– Если почитать письма отца, можно проследить, как менялось его восприятие жизни в СССР – от восторженного человека, которого замечательно встретили на родине, до осознания того, кем был Сталин. В СССР многие любили Вертинского, его песни не забыли. Пластинки «на ребрах» кочевали из рук в руки даже в тот период, когда он был в эмиграции и считался нелегальным, запрещенным певцом. Хотя по советскому радио передавали бравурные песни о социализме, о Сталине, в домах слушали Вертинского. Пластинки с песнями отца считались большой ценностью и редкостью, за одну такую пластинку можно было купить много чего на рынке в голодные времена. В отношении любви и народного признания его жизнь в России была счастливой. Но главное, что его согревало, – это семья, которую он приобрел за долгие годы скитаний: жена, дети – мы с сестрой. Но его, конечно, травмировала страшная послевоенная разруха в стране, тяжелая жизнь, горе людей.

### Исходные записи
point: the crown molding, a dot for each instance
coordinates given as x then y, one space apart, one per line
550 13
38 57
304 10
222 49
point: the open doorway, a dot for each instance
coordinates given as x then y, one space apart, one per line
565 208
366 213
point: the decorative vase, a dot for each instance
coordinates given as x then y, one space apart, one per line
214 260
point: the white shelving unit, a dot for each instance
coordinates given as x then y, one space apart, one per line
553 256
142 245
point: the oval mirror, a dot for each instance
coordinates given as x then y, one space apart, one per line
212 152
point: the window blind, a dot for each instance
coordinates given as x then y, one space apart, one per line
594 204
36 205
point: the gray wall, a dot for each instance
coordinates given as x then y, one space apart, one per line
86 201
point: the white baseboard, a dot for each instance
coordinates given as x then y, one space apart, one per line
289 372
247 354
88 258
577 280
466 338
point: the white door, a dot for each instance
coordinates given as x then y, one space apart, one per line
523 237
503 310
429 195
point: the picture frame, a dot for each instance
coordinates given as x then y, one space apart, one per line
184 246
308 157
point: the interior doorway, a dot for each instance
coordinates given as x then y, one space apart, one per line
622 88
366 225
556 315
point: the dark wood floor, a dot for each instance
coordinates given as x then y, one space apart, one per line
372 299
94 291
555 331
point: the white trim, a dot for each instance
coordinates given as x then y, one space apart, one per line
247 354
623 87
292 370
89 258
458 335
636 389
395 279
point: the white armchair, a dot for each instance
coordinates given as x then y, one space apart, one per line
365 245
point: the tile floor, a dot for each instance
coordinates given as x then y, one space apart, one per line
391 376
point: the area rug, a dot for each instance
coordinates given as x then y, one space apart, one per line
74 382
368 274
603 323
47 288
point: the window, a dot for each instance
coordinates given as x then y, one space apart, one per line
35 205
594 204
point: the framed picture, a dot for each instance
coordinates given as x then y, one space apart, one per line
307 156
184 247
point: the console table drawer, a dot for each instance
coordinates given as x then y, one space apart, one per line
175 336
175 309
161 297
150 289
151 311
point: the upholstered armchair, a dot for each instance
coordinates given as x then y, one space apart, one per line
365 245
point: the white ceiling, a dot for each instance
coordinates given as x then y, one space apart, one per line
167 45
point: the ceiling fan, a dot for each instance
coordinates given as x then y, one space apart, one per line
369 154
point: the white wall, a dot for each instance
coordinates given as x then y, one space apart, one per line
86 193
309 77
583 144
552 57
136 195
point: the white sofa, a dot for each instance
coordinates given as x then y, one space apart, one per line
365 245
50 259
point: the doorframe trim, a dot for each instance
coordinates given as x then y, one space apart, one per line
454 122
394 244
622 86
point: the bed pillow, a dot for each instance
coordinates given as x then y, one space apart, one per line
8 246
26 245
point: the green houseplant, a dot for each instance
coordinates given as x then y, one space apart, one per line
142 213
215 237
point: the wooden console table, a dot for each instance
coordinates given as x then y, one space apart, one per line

### Задания для работы
1. Перечислите всё, что, согласно тексту о Вертинском, травмировало его в стране после возвращения.
2. Преобразуйте в JSON-список строк часть записей, которая начинается со строки, содержащей «point: the window, a dot for each instance», и идет до конца записей, включая обе границы. Каждой строке соответствует одна строка списка, пустые строки пропустите.
Текст о Вертинском и записи никак не связаны между собой.

### Ожидаемые ответы
1. Страшная послевоенная разруха в стране, тяжелая жизнь, горе людей.

2.
[
  "point: the window, a dot for each instance",
  "coordinates given as x then y, one space apart, one per line",
  "35 205",
  "594 204",
  "point: the framed picture, a dot for each instance",
  "coordinates given as x then y, one space apart, one per line",
  "307 156",
  "184 247",
  "point: the console table drawer, a dot for each instance",
  "coordinates given as x then y, one space apart, one per line",
  "175 336",
  "175 309",
  "161 297",
  "150 289",
  "151 311",
  "point: the upholstered armchair, a dot for each instance",
  "coordinates given as x then y, one space apart, one per line",
  "365 245",
  "point: the white ceiling, a dot for each instance",
  "coordinates given as x then y, one space apart, one per line",
  "167 45",
  "point: the ceiling fan, a dot for each instance",
  "coordinates given as x then y, one space apart, one per line",
  "369 154",
  "point: the white wall, a dot for each instance",
  "coordinates given as x then y, one space apart, one per line",
  "86 193",
  "309 77",
  "583 144",
  "552 57",
  "136 195",
  "point: the white sofa, a dot for each instance",
  "coordinates given as x then y, one space apart, one per line",
  "365 245",
  "50 259",
  "point: the doorframe trim, a dot for each instance",
  "coordinates given as x then y, one space apart, one per line",
  "454 122",
  "394 244",
  "622 86",
  "point: the bed pillow, a dot for each instance",
  "coordinates given as x then y, one space apart, one per line",
  "8 246",
  "26 245",
  "point: the green houseplant, a dot for each instance",
  "coordinates given as x then y, one space apart, one per line",
  "142 213",
  "215 237",
  "point: the wooden console table, a dot for each instance",
  "coordinates given as x then y, one space apart, one per line"
]